= EXTRACTED TEXT =
╭──

It took Indian Union Muslim League (IUML) 25 years to field a woman candidate in the Kerala Assembly elections of April 2021. This is not a lack of female representation. This is the absence of female representation.

Noorbina Rasheed. Image@Twitter

Breaking the gender jinx is Noorbina Rasheed, leader of the IUML women's wing. She will be contesting the election from the Kozhikode South constituency. Before this, it was in 1996 that the only female candidate Kamarunnisa Anwar was fielded by the IUML. She lost to CPI(M) in '96 elections. On March 12, IUML announced its candidates for 25 of the 27 seats that it will be contesting, as an ally of Congress in the United Democratic Front.

Women candidates are few and far between

From its long list of 173 candidates, DMK (Dravida Munnetra Kazhagam) will field a total of 12 women. The list recently made public, further points to the ever-decreasing lack of females in politics. In 2016, the DMK had fielded 18 women candidates in total. For the 2021 polls, only 6.9 per cent of the total candidates contesting are women.

What makes the DMK's own women candidate ratio peculiarly significant is the fact that the party has since long advocated for the Women's Reservation Bill. The Bill looks at correcting the skewed gender representation in the public sphere and would ensure 33 percent of reservation for women in government posts and legislatures.

╰──

= EXERCISE DATA =
╭──

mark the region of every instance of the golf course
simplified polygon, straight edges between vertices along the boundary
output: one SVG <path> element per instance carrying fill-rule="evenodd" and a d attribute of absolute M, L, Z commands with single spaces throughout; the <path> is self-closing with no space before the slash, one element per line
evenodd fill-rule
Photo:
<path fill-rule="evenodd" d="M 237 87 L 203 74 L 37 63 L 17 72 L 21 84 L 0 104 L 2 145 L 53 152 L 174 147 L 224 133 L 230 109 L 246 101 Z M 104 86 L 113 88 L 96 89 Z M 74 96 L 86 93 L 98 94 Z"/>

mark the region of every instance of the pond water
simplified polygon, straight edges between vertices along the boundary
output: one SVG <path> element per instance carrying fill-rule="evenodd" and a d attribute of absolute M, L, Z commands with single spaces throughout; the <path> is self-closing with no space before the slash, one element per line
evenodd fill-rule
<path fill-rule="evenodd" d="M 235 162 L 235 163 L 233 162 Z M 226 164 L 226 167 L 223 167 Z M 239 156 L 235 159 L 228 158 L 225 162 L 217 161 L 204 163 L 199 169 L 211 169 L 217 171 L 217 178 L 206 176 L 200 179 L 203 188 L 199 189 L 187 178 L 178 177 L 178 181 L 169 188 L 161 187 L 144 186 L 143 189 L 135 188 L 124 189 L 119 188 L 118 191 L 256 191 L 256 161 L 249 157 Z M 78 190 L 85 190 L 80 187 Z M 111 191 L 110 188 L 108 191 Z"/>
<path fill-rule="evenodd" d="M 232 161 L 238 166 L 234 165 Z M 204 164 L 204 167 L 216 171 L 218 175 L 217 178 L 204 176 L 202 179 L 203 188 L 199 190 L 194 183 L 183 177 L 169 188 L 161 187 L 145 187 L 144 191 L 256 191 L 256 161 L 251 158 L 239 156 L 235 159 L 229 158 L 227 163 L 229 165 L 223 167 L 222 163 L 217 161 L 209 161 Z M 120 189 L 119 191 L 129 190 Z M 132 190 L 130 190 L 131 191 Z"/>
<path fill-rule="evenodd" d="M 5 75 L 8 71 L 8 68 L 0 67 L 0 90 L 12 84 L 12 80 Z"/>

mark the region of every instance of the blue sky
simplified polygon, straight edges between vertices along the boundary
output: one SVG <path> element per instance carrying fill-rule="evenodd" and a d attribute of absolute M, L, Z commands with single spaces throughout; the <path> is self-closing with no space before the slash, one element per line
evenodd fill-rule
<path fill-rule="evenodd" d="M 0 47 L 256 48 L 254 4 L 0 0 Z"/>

╰──

= EXERCISE REQUIREMENTS =
[1] Do these statements agree with the article on women candidates? Answer yes or no for each, and quote the words from the article that decide it.
(a) Noorbina Rasheed is contesting from the Kozhikode South constituency.
(b) The IUML announced candidates for all 27 seats it will contest.
(c) The Women's Reservation Bill would ensure 50 percent reservation for women.
[2] Using the article on women candidates, answer each question on its own line:
(a) Who was the only female candidate the IUML fielded in 1996?
(b) How many candidates are on the DMK's list?
(c) What percentage of all candidates in the 2021 polls are women?
[3] Pick up the article on women candidates after its final sentence and write the next part.
The rows have nothing to do with the article on women candidates.

= ANSWERS BY ITEM NUMBER =
[1]
(a) Yes: "She will be contesting the election from the Kozhikode South constituency."
(b) No: "IUML announced its candidates for 25 of the 27 seats that it will be contesting"
(c) No: "would ensure 33 percent of reservation for women in government posts and legislatures"

[2]
(a) Kamarunnisa Anwar
(b) 173
(c) 6.9 per cent

[3]
In 2019, DMK MP Kanimozhi had raised a lot many questions on the same in the Lok Sabha. "We need at least 30 per cent to bring forth a change in perception," she had said at the time in the context of the Women's Reservation Bill. Last month, in a video that went viral, she shut down a sexist question by asking the reporter back if he cooked.

DMK MP Kanimozhi.Reuters

The skewed gender ratio in politics

It's a known fact that women's representation is abysmally low in political bodies at all levels. The state and national assemblies remain male-dominated and several have cast their doubts as to mere reservation will change things overnight.

A 2019 study conducted by Inter-Parliamentary Union places India at 149th position out of 193 countries when it comes to women's representation in Parliament. The average percentage of women representation in politics stands at a low 22 percent, whereas in India it is even lower at 11.8 percent. Even out of the women candidates fielded, a few of them are either given a ticket because of their husband's political stature of that of other male relative.